EXERCISE INSTRUCTIONS: The whole listing should be given back without any alteration.

LISTED RECORDS:
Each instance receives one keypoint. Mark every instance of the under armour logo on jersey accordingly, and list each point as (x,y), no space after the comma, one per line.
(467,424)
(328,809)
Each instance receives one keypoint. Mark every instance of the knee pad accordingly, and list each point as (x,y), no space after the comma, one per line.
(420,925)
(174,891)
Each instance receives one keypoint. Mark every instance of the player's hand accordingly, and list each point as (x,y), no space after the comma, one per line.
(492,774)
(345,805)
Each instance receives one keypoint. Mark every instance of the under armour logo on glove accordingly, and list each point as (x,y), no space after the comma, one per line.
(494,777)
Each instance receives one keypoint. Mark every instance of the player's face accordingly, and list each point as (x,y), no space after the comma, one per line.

SOLUTION TO THE EXERCISE:
Each instance receives one keypoint. Mark every instance of the under armour logo on jersey accordingly, and list each point as (x,y), no space after the comma, one per line.
(467,424)
(328,809)
Each instance receives one keypoint. Mark every instance of the knee pad accordingly, and list each point as (x,y), no space after the comma, one per line.
(420,925)
(174,891)
Each instance receives one keypoint. Mark every instance of the player's hand accordingly, and list each point as (x,y), no space after the comma, one per line.
(492,774)
(345,805)
Each instance receives one keypoint. Mark every instance of the under armour logo on glove accordingly, and list each point as (x,y), no space after the comma, one per line.
(494,777)
Each instance receives one keypoint. Mark every instance of the player's face accordingly, and list each point as (x,y), no space after the comma, one per line.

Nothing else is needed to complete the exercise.